#### Provided data ####

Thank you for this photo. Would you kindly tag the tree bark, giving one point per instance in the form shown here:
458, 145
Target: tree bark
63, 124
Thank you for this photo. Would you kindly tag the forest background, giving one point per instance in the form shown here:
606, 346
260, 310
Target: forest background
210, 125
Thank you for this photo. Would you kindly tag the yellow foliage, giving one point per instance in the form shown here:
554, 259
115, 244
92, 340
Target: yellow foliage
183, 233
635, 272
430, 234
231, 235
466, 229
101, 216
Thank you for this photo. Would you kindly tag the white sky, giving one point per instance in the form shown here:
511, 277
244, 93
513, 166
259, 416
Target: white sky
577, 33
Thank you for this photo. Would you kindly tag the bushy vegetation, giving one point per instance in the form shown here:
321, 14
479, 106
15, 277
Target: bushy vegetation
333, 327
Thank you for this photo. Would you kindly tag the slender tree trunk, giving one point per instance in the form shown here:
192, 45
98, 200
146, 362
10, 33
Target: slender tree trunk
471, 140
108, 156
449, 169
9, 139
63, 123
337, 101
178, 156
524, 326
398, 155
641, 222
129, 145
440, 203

####
#### Provided data ####

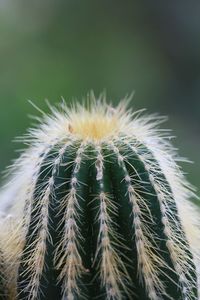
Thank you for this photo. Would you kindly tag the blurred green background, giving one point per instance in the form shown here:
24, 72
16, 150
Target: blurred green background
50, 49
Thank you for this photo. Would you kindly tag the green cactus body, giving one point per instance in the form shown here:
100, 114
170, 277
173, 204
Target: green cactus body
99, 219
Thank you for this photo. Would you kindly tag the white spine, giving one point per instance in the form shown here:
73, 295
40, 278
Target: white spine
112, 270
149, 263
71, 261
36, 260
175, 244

####

Please return every line of the material above that contains the string "cactus", treating uppercase and lowercase as different.

Task response
Thank you for this photo. Would you kindly tag the green cactus body, giving one point per instance in the form shown here:
Target: green cactus body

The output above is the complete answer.